**What this task involves**. Your task is to copy every line of the entries that holds the word "sand".

Data entries:
******
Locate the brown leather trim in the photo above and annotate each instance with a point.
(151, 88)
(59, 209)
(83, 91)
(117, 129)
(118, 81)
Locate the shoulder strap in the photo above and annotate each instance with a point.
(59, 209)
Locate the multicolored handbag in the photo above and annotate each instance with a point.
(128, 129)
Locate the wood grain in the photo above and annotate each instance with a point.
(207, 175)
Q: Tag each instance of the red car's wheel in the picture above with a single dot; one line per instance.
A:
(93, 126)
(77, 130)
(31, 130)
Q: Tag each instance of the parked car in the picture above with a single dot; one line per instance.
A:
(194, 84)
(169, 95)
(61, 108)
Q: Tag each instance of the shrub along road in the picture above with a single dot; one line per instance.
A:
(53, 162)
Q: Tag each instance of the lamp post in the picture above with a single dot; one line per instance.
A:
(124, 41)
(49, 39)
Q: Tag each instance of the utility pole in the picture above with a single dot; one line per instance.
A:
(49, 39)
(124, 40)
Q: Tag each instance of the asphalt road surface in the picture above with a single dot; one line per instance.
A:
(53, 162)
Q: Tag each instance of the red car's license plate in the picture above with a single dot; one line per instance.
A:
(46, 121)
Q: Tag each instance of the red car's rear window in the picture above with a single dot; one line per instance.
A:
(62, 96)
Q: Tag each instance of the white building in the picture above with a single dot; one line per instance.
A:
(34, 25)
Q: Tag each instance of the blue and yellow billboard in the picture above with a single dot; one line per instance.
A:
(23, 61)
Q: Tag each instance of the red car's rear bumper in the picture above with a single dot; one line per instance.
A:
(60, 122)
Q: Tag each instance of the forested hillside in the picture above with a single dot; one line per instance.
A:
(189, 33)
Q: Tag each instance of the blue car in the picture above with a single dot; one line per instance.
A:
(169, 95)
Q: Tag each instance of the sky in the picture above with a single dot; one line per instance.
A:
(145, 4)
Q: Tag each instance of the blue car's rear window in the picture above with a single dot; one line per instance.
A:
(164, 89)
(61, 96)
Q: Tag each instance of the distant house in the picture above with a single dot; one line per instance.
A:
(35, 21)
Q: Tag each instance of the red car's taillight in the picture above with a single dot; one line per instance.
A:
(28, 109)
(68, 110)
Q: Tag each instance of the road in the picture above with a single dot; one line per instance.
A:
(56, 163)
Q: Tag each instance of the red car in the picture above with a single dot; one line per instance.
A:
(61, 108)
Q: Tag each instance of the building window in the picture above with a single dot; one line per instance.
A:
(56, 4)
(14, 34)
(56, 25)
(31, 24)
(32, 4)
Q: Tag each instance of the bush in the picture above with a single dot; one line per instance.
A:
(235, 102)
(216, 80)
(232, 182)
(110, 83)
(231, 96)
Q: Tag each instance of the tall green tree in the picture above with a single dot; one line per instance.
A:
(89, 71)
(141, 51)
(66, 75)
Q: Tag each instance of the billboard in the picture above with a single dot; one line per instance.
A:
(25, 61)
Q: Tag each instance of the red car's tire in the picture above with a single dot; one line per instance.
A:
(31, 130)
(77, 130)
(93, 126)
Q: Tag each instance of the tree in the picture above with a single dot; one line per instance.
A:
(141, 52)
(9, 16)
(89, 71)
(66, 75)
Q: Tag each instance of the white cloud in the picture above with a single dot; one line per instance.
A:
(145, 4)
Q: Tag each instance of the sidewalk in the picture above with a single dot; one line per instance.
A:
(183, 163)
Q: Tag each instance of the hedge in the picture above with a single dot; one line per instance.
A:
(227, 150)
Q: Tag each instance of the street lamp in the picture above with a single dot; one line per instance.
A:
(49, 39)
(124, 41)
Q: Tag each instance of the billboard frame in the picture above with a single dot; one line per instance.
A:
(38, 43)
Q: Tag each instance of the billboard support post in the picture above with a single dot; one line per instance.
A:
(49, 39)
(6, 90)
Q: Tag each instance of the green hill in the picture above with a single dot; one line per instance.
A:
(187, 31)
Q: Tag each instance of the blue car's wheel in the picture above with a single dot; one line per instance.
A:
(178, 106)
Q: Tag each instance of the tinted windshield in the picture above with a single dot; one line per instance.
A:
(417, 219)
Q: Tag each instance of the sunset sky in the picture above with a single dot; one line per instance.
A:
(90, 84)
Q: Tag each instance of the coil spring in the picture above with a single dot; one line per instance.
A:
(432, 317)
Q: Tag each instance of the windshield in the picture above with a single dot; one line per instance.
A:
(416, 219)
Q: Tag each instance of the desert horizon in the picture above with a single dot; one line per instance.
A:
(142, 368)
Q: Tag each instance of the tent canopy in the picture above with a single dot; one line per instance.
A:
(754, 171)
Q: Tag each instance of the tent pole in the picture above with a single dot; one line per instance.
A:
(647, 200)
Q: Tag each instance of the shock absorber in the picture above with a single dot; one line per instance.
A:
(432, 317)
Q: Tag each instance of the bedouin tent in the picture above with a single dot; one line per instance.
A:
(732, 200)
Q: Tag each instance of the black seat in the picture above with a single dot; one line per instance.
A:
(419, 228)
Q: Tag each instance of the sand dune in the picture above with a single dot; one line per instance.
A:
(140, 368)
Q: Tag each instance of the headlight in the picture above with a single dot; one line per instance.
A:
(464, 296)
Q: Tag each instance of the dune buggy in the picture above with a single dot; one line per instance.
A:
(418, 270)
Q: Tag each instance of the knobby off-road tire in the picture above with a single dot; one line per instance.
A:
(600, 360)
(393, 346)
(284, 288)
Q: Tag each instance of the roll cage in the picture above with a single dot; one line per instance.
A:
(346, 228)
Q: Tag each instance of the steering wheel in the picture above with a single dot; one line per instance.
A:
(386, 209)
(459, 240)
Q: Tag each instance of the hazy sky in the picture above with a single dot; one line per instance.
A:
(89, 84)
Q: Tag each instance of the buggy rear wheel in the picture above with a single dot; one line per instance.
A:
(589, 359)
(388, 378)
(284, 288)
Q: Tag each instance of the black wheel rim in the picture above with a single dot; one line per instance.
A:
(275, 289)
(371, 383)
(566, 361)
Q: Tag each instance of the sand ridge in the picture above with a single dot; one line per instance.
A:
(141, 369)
******
**Task solution**.
Q: Tag each instance of the sand dune in the picture above with a single dot; one line per instance.
Q: Tag each instance of the sand ridge in the picture above with a single dot; one line per instance.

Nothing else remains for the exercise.